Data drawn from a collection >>

————

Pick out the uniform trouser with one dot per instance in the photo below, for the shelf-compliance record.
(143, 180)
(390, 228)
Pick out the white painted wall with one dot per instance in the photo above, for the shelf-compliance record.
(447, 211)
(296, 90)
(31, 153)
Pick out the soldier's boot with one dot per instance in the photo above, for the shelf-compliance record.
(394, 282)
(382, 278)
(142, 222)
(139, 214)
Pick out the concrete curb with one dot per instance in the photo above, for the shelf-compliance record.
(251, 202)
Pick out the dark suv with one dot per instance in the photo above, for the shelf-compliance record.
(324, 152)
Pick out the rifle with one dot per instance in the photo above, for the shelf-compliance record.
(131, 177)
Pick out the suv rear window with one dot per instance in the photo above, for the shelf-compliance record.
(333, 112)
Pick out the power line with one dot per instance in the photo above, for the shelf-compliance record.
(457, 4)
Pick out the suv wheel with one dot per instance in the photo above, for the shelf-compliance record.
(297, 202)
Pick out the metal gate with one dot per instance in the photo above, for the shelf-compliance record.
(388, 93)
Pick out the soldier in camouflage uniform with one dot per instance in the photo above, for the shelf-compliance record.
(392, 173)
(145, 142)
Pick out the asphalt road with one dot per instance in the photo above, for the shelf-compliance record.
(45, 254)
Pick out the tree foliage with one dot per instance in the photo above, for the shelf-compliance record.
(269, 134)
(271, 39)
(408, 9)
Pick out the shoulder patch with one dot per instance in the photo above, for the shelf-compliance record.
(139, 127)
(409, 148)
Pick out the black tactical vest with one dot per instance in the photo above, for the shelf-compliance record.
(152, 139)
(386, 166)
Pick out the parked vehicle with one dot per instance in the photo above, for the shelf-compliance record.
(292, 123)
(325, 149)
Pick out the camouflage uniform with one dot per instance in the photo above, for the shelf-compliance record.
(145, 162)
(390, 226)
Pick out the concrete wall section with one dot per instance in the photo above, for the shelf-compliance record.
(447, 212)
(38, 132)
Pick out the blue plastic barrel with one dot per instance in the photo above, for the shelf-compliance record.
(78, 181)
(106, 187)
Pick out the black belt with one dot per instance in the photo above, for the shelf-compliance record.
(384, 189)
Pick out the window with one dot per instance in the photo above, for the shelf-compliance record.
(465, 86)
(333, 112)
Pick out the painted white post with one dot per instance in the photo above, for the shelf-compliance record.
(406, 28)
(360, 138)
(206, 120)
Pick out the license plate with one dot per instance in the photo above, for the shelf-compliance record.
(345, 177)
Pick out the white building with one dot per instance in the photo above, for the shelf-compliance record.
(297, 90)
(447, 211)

————

DIRECTION >> Rewrite the listing with every "one dot per instance" replaced by "a single dot for each instance", leaving everything else unchanged.

RESPONSE >>
Pick out the uniform trouser with a single dot for each instance in the photo below, for the shelf-compliance record.
(143, 180)
(390, 228)
Pick out the white painted wall with a single dot for each instance in the photo above, for the shelf-compliance record.
(447, 211)
(296, 90)
(31, 153)
Pick out the soldier's boot with a single dot for each instance in the photo above, for the shelf-compliance record.
(394, 282)
(382, 278)
(142, 222)
(139, 214)
Pick out the concrete curb with a single dot for each instance in the photo above, for the shelf-compliance record.
(251, 202)
Pick out the dark suv with a single dot for each instance in the photo above, for the shelf-compliance record.
(324, 152)
Pick out the rifle with a single dot for each instance in the photo above, for the shelf-compliance record.
(131, 177)
Pick out the suv rear window with a single dot for each instance in the photo above, for the shelf-compliance record.
(333, 112)
Pick out the power line with a single dot for each instance in the photo above, for the shelf-compliance record.
(457, 4)
Pick out the suv wheel with a single dot for each instance in the photo above, for the shelf-compliance record.
(297, 202)
Pick out the metal gate with a single dot for each instance in the photo above, for the shelf-compliance record.
(388, 93)
Pick out the soldier in camouflage uniform with a single dot for each instance in the photo above, for the shelf-compliance record.
(392, 173)
(145, 142)
Pick out the asphalt road with a single dot for each instance in the photo above, for the shelf-compliance record.
(45, 254)
Pick out the tree foliage with a single dot for each instance in the photo above, for the shelf-compliance record.
(269, 134)
(271, 39)
(408, 9)
Pick out the shoulder patch with a single dot for each instance in the photo above, for the shelf-compliance record.
(139, 127)
(409, 148)
Pick out the black tactical vest with a single dot for each instance in the photo above, for the shelf-compliance record.
(152, 139)
(386, 166)
Pick out the parked vehicle with a single dot for each instance in the photo above, for the shelf-compliance record.
(292, 123)
(325, 149)
Pick out the camouflage uniform with a single dot for each instance in the photo above, for the shelf-compliance record.
(145, 162)
(390, 226)
Pick out the concrete wall section with a single dot for each instance in the photo above, for the shelf-compliance record.
(447, 212)
(38, 132)
Pick out the blue plastic barrel with a single dot for each instance in the photo above, for the shelf-compliance record.
(78, 181)
(106, 187)
Pick out the black belt with a single dot for each instance in the photo above, for the shelf-compliance record.
(384, 189)
Pick out the window with a single dot for each instance in the photo above, for the shelf-compliance record.
(465, 86)
(333, 112)
Pick out the painted white post with a single dot for each instance in the photo above, for the shelf-compliance record.
(406, 28)
(360, 138)
(206, 120)
Pick out the license plate with a single dot for each instance in the photo above, for the shelf-compliance record.
(345, 177)
Pick out the white building with a single dot for each instance in the photo above, for the shelf-compliance record.
(297, 90)
(447, 211)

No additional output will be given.